TIME Magazine understands why Democrats lose
Someone at TIME Magazine has finally figured out why Democrats lose elections. Joe Klein blames the losing record of the Democrats on their dependence on consultants and focus groups. Limbaugh has been saying this for years — I don’t know why it’s taken so long for a smart man like Klein to figure this one out. When it comes to politics, the Democrats are still at “Ned in the First Reader.”
Of course, the other reason that Democrats lose elections is that they’re wrong on the issues, but Klein hasn’t figured that one out yet and probably won’t.
Klein talks of Gore losing the 2000 election:
Gore won Michigan and Pennsylvania, but he lost an election he should have won, and he lost it on intangibles. He lost it because he seemed stiff, phony and uncomfortable in public. The stiffness was, in effect, a campaign strategy: just about every last word he uttered—even the things he said in the debates with George W. Bush—had been market-tested in advance. I asked Devine if he’d ever considered the possibility that Gore might have been a warmer, more credible and inspiring candidate if he’d talked about the things he really wanted to talk about, like the environment. “That’s an interesting thought,” Devine said.
Klein says of the Kerry campaign:
“We’re going to meet the voters where they are,” Shrum had told me early in the Kerry campaign, which sounded innocent enough—but what he really meant was, We’re going to follow our polling numbers and focus groups. We’re going to emphasize the things that voters think are important. In fact, Shrum had it completely wrong. Presidential campaigns are not about “meeting the voters where they are.” They are about leadership and character. Mark Mellman, Kerry’s lead pollster, figured that out too late. “If you asked people what they were most interested in, they would say jobs, education and health care,” he later said. “But they thought the President should be interested in national security.”

# [Assignment 1]
Translate this sentence from the post on why Democrats lose elections into Spanish: "He lost it because he seemed stiff, phony and uncomfortable in public."
# [Assignment 2]
Pick up the post on why Democrats lose elections after its last sentence and carry it forward.
The lines that come next are from a separate source.

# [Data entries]
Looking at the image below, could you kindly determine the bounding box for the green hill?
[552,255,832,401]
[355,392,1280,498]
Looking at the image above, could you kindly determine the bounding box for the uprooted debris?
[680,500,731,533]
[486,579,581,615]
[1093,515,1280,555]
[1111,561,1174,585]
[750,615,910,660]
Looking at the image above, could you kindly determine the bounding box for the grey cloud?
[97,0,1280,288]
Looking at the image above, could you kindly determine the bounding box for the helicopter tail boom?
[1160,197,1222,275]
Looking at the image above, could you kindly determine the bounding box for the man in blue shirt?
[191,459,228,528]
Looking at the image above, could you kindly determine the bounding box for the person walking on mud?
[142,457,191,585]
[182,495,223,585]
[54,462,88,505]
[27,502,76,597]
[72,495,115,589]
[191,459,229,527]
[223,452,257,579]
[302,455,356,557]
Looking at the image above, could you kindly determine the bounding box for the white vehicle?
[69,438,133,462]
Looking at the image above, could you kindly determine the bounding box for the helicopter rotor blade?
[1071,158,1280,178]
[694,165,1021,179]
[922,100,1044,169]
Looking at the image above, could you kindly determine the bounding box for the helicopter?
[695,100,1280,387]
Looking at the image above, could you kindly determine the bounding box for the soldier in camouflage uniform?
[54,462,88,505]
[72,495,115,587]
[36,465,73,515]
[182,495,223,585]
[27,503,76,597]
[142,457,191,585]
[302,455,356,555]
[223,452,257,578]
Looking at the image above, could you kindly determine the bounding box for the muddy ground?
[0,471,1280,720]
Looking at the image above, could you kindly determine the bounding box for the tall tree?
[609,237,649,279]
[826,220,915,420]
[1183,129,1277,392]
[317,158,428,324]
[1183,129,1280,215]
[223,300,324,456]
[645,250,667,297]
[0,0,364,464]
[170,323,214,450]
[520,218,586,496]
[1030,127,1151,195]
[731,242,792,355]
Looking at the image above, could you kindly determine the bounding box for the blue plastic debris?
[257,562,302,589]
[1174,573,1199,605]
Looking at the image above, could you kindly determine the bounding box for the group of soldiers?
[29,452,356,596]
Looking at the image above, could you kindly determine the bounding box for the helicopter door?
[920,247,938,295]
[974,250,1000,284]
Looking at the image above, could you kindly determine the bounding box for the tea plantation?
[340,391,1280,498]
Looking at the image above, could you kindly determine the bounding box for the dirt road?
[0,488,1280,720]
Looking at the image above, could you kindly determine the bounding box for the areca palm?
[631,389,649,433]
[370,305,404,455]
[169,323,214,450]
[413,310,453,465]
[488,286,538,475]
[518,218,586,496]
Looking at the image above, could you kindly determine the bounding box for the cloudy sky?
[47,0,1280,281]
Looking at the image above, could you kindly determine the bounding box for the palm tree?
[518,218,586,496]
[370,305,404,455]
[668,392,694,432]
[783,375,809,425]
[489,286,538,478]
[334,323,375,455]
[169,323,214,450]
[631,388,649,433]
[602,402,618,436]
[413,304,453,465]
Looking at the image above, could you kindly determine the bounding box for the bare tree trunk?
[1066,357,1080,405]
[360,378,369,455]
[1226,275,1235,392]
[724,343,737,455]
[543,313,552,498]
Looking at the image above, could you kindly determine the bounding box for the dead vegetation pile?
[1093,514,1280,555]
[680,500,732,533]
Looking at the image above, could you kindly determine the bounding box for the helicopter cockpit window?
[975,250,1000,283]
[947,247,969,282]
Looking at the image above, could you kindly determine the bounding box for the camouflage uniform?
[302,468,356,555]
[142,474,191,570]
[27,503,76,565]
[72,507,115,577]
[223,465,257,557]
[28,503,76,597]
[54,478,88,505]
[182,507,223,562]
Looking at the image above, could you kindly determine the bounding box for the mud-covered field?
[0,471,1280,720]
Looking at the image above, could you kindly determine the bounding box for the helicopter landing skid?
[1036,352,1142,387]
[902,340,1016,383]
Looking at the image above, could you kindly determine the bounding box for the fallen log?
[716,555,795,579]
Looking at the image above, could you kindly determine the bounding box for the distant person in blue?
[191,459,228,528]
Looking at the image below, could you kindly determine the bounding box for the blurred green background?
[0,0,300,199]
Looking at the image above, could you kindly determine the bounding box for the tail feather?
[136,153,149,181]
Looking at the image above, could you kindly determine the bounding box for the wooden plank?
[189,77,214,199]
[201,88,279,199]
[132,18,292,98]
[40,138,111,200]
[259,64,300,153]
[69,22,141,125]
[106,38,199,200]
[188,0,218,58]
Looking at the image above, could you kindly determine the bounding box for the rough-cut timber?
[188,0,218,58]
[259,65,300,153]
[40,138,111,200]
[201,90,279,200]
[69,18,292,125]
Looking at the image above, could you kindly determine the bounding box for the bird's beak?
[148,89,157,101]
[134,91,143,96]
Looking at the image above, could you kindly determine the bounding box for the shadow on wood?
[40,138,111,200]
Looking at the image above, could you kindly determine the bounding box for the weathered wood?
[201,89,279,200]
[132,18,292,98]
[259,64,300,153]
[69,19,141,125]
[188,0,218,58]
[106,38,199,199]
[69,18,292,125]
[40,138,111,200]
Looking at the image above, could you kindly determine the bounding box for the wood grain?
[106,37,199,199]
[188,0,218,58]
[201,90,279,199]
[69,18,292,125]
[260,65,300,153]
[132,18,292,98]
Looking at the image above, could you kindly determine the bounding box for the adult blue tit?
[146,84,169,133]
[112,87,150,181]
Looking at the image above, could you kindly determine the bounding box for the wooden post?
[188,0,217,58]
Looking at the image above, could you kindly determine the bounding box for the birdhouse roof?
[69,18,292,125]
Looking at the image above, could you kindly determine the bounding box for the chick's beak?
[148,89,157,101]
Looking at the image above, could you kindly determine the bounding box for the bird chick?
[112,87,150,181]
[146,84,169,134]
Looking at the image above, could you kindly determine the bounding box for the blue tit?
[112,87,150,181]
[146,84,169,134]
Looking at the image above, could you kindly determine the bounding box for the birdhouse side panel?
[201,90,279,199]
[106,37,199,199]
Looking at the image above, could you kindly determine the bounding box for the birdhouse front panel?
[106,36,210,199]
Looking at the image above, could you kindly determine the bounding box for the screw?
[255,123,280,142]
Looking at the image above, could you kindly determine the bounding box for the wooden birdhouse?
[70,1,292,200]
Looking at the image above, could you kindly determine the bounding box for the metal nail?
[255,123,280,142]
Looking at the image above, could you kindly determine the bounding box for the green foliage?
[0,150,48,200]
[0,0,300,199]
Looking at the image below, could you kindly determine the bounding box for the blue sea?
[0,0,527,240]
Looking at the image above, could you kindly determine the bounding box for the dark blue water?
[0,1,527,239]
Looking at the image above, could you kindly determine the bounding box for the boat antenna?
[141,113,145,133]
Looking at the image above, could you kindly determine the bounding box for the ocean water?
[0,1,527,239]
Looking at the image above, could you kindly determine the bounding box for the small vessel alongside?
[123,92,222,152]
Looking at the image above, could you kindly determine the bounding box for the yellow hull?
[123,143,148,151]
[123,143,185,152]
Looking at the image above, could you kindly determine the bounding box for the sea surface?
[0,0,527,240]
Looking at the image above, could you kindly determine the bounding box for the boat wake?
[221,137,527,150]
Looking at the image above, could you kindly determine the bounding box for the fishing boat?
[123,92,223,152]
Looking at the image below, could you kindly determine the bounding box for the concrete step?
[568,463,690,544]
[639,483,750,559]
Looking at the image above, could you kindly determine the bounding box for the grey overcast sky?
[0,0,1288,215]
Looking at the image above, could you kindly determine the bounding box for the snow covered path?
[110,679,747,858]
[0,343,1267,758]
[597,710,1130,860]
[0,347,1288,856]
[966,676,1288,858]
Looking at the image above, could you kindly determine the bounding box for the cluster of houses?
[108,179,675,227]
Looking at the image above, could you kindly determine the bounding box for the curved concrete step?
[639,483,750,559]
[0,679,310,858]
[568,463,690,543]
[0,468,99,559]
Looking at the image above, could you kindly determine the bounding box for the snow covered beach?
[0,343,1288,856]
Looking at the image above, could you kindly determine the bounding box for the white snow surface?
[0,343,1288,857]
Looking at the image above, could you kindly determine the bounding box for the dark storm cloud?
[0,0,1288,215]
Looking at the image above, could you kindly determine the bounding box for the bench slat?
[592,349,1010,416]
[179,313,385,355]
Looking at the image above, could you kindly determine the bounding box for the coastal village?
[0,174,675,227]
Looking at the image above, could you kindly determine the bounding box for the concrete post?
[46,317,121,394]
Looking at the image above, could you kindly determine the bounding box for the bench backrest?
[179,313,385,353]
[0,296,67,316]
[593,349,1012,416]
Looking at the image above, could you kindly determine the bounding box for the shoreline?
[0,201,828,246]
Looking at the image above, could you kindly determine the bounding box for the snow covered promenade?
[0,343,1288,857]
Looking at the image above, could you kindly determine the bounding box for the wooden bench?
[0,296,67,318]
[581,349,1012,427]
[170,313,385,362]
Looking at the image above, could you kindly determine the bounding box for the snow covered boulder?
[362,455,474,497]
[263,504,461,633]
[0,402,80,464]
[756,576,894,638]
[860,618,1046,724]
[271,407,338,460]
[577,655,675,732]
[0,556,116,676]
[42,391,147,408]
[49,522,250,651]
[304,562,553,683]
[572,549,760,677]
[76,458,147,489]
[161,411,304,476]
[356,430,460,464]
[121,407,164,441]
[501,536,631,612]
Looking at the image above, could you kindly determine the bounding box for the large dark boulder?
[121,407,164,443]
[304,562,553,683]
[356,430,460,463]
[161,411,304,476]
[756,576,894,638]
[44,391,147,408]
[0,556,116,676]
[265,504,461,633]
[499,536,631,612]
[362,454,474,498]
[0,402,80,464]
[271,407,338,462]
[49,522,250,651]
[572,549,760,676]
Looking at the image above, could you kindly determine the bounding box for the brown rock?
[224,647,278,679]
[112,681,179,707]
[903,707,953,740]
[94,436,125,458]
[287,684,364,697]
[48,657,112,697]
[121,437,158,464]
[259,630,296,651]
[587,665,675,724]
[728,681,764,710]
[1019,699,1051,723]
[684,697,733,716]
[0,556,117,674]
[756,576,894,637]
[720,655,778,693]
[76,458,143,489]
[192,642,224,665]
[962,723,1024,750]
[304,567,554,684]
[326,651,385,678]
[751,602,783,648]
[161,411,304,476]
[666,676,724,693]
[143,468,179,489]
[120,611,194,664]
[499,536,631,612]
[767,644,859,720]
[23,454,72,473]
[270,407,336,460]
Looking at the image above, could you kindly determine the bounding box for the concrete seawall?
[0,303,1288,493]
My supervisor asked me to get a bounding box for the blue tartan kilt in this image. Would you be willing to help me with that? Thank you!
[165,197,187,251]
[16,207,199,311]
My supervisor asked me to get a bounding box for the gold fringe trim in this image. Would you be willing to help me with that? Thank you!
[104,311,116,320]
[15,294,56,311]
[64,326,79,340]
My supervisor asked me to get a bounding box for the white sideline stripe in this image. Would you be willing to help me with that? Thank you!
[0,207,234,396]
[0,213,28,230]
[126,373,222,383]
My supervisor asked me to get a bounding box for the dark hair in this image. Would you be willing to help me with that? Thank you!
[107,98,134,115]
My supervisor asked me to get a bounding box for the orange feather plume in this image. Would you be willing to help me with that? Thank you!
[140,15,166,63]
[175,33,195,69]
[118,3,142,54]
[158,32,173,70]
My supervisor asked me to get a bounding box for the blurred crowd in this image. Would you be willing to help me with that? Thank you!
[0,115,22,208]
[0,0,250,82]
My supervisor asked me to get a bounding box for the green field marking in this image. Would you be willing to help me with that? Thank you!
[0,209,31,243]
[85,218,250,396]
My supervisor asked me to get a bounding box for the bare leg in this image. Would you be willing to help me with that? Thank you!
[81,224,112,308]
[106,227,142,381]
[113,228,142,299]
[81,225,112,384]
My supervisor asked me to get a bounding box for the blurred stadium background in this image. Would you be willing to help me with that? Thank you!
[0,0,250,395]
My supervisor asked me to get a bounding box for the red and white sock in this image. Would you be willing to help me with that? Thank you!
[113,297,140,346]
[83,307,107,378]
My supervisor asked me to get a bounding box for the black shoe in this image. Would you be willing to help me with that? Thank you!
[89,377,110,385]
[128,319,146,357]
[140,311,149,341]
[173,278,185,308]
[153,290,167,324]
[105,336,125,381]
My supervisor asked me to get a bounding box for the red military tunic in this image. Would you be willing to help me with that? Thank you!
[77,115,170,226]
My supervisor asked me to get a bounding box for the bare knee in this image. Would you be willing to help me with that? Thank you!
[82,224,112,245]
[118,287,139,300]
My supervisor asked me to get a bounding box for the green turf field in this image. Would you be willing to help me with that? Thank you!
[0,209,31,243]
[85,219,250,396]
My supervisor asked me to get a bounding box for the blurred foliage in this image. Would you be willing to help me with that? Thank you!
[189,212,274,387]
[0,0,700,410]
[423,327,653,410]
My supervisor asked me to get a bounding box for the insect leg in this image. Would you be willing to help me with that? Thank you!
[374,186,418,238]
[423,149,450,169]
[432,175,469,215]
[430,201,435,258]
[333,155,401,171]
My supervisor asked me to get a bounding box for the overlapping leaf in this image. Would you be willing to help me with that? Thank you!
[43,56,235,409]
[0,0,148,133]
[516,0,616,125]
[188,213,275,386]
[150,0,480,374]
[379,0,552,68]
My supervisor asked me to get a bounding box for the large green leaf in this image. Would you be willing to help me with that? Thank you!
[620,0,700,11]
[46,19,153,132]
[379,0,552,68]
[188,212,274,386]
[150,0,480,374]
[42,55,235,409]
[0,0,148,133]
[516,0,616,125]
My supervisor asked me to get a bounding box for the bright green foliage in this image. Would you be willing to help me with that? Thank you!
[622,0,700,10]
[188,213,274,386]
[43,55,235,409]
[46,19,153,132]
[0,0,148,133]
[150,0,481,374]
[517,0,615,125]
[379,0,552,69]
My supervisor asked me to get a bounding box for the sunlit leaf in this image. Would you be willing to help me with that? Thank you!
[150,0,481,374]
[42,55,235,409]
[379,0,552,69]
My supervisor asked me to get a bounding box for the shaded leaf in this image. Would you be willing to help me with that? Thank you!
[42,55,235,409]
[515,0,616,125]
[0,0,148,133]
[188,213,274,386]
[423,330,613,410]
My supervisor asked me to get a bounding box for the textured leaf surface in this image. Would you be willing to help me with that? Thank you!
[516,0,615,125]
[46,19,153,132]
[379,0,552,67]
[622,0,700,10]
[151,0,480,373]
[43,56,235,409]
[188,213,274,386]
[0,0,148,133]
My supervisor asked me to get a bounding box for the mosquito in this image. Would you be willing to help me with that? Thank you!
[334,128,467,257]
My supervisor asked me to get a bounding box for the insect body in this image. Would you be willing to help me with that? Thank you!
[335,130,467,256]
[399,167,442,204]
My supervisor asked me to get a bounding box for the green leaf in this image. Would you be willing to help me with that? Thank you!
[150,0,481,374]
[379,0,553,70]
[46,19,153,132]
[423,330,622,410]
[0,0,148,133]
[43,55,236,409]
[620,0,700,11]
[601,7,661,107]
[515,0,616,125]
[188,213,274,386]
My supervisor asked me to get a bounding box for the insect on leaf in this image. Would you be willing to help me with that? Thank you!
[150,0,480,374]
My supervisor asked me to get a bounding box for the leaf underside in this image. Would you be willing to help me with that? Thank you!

# [Response area 1]
Lo perdió porque parecía rígido, falso e incómodo en público.

# [Response area 2]
Klein finally says this about political consultants:
Consultants are unavoidable, given the complexity of modern communications. But I have a vague hope that the most talented politicians now realize that the public has come to understand what market-tested language sounds like, and that there is a demand for leadership, as opposed to the regurgitation of carefully massaged nostrums.
What Klein does not yet understand is that Americans want a leader. I’m not fond of everything that President Bush has done but I know that he’s a statesman in the class of Churchill and not a prissy political hack like John Kerry. Bush understands that national security is our number one issue and he realizes that, deep down inside, most Americans understand that, too. I’m ticked at Bush for the “No Child Left Behind” boondoggle of his first term and for the horrid senior medical payments monster.
However, I’m willing to forgive Bush of these problems because he’s shown a backbone by not refusing to use nuclear bunker busters on Iran’s nuclear weapons facilities. He knows that once Iran has nuclear weapons they will use them — not only against Israel but also against portions of Europe. He understands that protecting America is his number one job.